Task requirements
Output everything in the listing below from the line containing "TARGET = blue emergency light" down through the listing's final line, copied without any changes. Include both of those lines.
-- START Rows --
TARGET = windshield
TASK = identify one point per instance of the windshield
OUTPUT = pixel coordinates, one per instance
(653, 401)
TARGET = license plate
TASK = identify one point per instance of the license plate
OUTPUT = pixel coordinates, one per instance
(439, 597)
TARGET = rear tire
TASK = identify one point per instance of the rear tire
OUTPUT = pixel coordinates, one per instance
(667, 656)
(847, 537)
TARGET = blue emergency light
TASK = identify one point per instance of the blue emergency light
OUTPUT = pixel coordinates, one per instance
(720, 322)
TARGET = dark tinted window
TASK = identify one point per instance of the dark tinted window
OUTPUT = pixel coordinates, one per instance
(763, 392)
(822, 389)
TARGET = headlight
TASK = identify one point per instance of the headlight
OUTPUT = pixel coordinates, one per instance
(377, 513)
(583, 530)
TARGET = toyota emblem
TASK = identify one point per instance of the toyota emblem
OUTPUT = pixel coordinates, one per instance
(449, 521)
-- END Rows --
Output of the exercise
TARGET = blue emergency light
TASK = identify one point per instance of the blue emergency light
OUTPUT = pixel coordinates, one per instance
(720, 322)
TARGET = dark tinted window
TASK = identify one point per instance of the dark tinted window
OUTPUT = pixel coordinates, one per instance
(763, 392)
(822, 389)
TARGET = headlight
TASK = identify one point per instance of the headlight
OUTPUT = pixel coordinates, one per instance
(377, 513)
(583, 530)
TARGET = toyota emblem
TASK = identify one point per instance of the toyota emblem
OUTPUT = pixel coordinates, one per instance
(449, 521)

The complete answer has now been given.